Dataset excerpt:
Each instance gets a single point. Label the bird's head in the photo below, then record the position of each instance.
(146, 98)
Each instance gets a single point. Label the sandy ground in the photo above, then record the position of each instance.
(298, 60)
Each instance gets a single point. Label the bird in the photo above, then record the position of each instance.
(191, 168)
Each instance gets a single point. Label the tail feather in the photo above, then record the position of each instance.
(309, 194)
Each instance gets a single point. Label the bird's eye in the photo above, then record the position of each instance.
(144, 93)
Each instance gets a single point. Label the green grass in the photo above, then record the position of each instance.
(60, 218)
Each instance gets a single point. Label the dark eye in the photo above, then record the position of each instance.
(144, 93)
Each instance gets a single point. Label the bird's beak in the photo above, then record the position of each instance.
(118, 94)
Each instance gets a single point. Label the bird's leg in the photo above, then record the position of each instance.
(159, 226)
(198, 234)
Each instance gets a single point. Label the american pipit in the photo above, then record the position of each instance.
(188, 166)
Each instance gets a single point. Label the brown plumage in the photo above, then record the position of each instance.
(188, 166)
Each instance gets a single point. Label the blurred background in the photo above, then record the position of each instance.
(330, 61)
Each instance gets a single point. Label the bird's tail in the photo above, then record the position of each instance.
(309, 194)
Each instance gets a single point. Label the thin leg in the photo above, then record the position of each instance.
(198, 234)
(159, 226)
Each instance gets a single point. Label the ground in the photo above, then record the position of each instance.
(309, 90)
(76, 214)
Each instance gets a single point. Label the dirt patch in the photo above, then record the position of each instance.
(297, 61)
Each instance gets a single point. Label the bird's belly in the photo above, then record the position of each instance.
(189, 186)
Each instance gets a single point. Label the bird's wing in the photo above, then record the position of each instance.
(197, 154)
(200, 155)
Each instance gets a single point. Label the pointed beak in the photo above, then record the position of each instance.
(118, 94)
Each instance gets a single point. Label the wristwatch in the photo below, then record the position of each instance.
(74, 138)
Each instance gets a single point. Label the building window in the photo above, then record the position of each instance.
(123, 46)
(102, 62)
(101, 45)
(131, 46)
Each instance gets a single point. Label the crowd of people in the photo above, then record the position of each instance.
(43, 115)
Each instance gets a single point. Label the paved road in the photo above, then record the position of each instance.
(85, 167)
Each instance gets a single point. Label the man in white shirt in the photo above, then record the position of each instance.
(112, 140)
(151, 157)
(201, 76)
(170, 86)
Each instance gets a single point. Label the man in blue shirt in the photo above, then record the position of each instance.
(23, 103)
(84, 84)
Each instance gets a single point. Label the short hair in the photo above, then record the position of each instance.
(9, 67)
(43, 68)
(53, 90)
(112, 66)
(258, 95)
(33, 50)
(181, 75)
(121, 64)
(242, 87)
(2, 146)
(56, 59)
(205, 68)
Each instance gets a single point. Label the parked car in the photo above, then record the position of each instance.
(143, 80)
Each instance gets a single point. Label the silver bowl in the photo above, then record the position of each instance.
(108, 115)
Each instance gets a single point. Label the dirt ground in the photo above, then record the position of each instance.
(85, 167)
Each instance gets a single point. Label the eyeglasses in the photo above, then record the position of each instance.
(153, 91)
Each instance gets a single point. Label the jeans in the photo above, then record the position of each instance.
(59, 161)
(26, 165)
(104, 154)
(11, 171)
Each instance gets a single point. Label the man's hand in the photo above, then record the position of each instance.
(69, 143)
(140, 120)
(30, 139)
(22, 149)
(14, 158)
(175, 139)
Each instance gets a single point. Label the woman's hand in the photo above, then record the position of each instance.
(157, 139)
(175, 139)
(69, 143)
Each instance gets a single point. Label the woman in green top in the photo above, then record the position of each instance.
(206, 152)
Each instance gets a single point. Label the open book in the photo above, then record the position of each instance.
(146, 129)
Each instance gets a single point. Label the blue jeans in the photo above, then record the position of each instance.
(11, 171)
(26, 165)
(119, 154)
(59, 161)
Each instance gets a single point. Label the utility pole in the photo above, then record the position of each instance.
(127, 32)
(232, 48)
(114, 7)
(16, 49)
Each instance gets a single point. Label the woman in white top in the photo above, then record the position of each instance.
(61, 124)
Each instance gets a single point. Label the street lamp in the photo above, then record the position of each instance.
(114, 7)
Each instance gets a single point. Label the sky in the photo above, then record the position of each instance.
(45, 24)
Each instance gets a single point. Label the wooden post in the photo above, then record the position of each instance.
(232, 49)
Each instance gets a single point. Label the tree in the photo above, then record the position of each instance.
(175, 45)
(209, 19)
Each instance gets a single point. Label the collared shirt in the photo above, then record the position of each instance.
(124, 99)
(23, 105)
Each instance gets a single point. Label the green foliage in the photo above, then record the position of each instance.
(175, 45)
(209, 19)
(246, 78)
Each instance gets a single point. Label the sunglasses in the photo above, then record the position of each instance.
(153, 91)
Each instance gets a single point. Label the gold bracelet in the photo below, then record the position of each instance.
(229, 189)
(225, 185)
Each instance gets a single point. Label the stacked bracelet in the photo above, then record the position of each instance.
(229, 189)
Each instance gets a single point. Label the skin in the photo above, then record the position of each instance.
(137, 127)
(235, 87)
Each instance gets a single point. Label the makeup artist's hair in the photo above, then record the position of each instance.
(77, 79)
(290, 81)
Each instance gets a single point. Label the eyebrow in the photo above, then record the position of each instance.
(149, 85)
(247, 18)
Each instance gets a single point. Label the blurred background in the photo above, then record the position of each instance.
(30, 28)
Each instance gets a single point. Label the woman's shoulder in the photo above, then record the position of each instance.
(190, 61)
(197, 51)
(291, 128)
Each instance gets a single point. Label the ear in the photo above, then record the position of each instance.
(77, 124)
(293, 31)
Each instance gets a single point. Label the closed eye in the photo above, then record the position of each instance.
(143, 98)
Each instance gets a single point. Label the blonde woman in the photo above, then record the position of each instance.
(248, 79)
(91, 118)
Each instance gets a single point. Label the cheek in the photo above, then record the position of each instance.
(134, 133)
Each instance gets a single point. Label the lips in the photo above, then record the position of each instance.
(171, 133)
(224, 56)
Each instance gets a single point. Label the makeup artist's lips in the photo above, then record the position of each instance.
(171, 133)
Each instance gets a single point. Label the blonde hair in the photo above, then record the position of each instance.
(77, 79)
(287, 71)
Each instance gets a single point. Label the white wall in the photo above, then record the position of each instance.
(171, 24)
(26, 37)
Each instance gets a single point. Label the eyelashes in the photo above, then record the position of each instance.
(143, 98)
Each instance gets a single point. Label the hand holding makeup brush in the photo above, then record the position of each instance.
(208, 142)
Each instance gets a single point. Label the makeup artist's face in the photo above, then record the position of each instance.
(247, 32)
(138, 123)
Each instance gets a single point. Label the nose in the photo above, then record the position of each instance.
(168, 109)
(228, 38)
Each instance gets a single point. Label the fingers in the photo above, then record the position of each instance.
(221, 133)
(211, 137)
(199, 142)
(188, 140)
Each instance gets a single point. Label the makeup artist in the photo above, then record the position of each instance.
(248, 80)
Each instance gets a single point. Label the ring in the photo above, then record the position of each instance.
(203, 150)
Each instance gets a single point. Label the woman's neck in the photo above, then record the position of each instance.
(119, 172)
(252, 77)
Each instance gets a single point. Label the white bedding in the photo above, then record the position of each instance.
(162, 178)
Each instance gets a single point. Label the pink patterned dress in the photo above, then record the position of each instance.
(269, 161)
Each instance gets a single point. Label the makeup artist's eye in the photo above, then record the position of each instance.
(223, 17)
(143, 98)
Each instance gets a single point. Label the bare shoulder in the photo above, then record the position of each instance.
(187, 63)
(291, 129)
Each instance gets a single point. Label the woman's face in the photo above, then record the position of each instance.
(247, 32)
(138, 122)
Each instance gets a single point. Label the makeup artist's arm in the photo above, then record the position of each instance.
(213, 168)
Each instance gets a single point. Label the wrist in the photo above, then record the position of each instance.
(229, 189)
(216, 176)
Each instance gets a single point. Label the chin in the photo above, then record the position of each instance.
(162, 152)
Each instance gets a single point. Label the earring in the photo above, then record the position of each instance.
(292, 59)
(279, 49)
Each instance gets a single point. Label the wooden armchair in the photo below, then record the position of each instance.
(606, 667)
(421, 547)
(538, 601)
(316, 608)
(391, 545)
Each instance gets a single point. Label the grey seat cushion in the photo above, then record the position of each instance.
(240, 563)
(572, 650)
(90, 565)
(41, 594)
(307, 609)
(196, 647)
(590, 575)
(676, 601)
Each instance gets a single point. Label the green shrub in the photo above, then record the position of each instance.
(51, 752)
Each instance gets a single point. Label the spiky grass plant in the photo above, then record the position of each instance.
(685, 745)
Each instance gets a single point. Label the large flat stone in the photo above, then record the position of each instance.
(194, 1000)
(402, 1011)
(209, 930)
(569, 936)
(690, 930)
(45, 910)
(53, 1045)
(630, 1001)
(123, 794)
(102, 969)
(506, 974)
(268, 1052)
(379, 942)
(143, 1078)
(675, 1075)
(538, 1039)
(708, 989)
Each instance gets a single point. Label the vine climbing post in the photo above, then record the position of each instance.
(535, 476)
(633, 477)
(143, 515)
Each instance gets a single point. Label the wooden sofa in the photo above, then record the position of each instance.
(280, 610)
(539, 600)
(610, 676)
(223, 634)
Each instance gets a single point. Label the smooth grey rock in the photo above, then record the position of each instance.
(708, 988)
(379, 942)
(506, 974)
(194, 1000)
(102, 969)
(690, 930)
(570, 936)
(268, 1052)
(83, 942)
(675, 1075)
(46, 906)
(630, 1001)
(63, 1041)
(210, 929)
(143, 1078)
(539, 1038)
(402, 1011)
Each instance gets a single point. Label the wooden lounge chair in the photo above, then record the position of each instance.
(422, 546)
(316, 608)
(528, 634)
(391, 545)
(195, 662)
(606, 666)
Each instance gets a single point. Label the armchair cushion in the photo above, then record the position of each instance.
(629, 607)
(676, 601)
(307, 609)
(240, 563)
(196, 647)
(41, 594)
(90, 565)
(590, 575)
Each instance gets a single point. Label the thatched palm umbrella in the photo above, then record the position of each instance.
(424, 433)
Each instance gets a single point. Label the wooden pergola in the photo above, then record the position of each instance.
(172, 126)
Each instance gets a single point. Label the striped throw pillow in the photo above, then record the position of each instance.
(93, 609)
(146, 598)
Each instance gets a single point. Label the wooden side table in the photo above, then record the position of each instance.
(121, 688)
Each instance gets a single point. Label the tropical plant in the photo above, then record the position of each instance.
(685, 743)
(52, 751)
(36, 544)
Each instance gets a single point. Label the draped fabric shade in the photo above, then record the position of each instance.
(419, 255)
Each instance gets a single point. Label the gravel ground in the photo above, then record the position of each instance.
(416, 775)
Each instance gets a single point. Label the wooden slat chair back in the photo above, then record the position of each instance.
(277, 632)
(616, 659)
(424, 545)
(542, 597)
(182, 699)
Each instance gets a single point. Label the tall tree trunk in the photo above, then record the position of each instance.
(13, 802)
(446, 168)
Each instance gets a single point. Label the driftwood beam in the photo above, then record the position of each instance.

Task requirements: Transcribe exactly, and only, the lines from the one bearing "Each instance gets a single point. Label the armchair" through the last line of the entries, counting both.

Response to the exercise:
Each instance gets a single point. Label the armchair cushion in the photo above, then record the position of each instance.
(629, 607)
(676, 601)
(307, 609)
(240, 563)
(196, 647)
(41, 594)
(90, 565)
(590, 575)
Each instance gets a single point. Label the thatched palm umbrella in the photo above, then record the position of each instance.
(424, 433)
Each instance gets a single point. Label the wooden pergola in the photo above, then record the position of each instance.
(172, 126)
Each instance gets a single point. Label the striped throw pillow in the photo above, then record the position of each instance.
(93, 609)
(146, 598)
Each instance gets a single point. Label the wooden side table in the photo above, then record the position of each instance.
(121, 688)
Each instance gets a single point. Label the tropical plant in the photo above, then record the position of each instance.
(685, 743)
(52, 751)
(36, 544)
Each instance gets a single point. Label the draped fabric shade in the photo above, then record the position of each instance.
(419, 255)
Each instance gets a single point. Label the gravel ground in the photo above, then record the position of each instance.
(416, 775)
Each instance gets a single point. Label the wooden slat chair back in the photo above, then record the position of each instance.
(277, 632)
(616, 659)
(424, 545)
(542, 597)
(182, 699)
Each instance gets a single point. Label the tall tree trunk in the photo above, then record the position of each instance.
(13, 802)
(446, 168)
Each instance gets a single point. Label the driftwood beam in the photo above, then record the position of each instance.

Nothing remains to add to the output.